So what does clusterProfiler do? Functional enrichment analysis plays a crucial role in understanding the biological processes, molecular functions, and cellular components associated with a set of genes. CluserProfiler will allow us to identify and visualize enriched functional terms, such as Gene Ontology (GO) terms and biological pathways, within our gene sets.
Throughout this tutorial, we will walk you through the key features and steps involved in using ClusterProfiler. You will learn how to annotate genes, perform enrichment analysis, apply multiple testing correction, and interpret the results. In part 2, we will explore the various visualization techniques available in ClusterProfiler, helping you gain a comprehensive understanding of the enriched functional annotations.
For this tutorial you will need R, or Rstudio, and you will need to install the following packages:
# For data management
install.packages('tidyverse')
BiocManager::install("clusterProfiler")
BiocManager::install("org.Hs.eg.db")
# For visualisation
install.packages('pheatmap')
install.packages("DOSE")
install.packages("enrichplot")
install.packages("ggupset")If you are a beginner in R, don’t be overwhelmed! This tutorial will go step-by-step and I will explain (almost!) every line of code so you know what is happening at each point of the workflow.

Input data –
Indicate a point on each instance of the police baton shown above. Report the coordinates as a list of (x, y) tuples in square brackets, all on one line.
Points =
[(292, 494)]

Prompt – Retype the clusterProfiler tutorial text between "Throughout this tutorial, we" and "install.packages('tidyverse')", inclusive. The data has nothing to do with the clusterProfiler tutorial.

Solution to this exercise –
Throughout this tutorial, we will walk you through the key features and steps involved in using ClusterProfiler. You will learn how to annotate genes, perform enrichment analysis, apply multiple testing correction, and interpret the results. In part 2, we will explore the various visualization techniques available in ClusterProfiler, helping you gain a comprehensive understanding of the enriched functional annotations.
For this tutorial you will need R, or Rstudio, and you will need to install the following packages:
# For data management
install.packages('tidyverse')